━━━━━ AVAILABLE DATA
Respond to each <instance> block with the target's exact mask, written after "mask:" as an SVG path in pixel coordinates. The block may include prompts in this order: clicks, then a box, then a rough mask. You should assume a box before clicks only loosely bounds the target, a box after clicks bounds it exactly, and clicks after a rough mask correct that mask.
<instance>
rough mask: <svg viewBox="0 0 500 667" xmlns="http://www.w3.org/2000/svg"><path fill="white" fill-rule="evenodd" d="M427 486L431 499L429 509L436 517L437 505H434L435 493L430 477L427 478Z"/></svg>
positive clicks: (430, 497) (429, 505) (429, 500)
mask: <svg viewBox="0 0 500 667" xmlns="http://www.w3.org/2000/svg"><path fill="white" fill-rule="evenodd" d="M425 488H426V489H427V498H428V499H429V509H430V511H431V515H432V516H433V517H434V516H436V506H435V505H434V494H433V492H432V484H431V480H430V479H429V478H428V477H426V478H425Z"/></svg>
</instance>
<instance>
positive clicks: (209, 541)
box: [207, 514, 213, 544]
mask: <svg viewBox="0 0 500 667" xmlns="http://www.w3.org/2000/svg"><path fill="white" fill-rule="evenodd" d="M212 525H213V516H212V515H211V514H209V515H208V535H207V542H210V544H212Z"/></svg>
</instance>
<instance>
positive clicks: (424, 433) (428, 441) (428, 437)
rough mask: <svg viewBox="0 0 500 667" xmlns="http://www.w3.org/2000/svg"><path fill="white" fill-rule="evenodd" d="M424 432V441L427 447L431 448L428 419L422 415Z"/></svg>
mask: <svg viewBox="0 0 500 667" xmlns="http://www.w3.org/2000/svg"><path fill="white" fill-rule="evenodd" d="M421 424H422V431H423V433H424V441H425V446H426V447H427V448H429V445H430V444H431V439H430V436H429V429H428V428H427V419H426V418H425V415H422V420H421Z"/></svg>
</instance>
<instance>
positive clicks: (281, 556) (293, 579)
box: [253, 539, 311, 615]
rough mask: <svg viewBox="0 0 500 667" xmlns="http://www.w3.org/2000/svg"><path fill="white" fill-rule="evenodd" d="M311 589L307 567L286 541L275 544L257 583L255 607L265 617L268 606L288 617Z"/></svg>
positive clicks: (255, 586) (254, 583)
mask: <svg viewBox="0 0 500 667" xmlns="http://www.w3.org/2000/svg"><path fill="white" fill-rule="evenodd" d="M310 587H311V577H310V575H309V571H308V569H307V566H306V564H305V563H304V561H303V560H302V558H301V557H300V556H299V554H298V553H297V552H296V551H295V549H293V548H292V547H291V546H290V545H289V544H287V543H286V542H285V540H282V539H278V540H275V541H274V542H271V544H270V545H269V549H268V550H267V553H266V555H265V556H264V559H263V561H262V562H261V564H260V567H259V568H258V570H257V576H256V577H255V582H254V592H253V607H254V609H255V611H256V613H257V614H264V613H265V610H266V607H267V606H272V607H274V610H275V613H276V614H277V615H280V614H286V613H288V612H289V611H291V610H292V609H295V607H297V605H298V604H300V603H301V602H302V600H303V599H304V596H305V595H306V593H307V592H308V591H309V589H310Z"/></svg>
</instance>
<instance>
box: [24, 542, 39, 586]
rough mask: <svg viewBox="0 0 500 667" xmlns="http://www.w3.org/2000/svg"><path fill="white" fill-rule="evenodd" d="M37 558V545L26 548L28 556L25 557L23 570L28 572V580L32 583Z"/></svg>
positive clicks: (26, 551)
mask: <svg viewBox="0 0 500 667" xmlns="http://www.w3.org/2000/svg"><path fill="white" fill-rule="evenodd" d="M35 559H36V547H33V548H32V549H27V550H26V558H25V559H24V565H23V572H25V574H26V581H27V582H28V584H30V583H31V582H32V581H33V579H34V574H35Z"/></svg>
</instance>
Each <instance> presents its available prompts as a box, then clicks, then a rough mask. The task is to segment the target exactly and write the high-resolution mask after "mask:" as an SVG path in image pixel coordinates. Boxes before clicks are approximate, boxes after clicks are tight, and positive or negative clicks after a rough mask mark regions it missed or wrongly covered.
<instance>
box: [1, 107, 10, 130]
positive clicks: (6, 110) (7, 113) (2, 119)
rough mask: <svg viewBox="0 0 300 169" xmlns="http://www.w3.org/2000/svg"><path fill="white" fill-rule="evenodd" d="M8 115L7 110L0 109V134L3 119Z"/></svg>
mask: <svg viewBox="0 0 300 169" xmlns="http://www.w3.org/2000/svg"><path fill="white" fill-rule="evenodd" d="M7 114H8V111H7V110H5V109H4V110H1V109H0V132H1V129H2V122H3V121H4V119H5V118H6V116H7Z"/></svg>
━━━━━━━━━━
## WORK TASK:
One inclusive range is required: first line of the data through the line containing "positive clicks: (424, 433)". Set it down exactly and output nothing else.

## SOLUTION TO THIS EXERCISE:
Respond to each <instance> block with the target's exact mask, written after "mask:" as an SVG path in pixel coordinates. The block may include prompts in this order: clicks, then a box, then a rough mask. You should assume a box before clicks only loosely bounds the target, a box after clicks bounds it exactly, and clicks after a rough mask correct that mask.
<instance>
rough mask: <svg viewBox="0 0 500 667" xmlns="http://www.w3.org/2000/svg"><path fill="white" fill-rule="evenodd" d="M427 486L431 499L429 509L436 517L437 505H434L435 493L430 477L427 478Z"/></svg>
positive clicks: (430, 497) (429, 505) (429, 500)
mask: <svg viewBox="0 0 500 667" xmlns="http://www.w3.org/2000/svg"><path fill="white" fill-rule="evenodd" d="M425 488H426V489H427V498H428V499H429V509H430V511H431V515H432V516H433V517H434V516H436V506H435V505H434V494H433V492H432V484H431V480H430V479H429V478H428V477H426V478H425Z"/></svg>
</instance>
<instance>
positive clicks: (209, 541)
box: [207, 514, 213, 544]
mask: <svg viewBox="0 0 500 667" xmlns="http://www.w3.org/2000/svg"><path fill="white" fill-rule="evenodd" d="M212 525H213V516H212V515H211V514H209V515H208V535H207V542H210V544H212Z"/></svg>
</instance>
<instance>
positive clicks: (424, 433) (428, 441) (428, 437)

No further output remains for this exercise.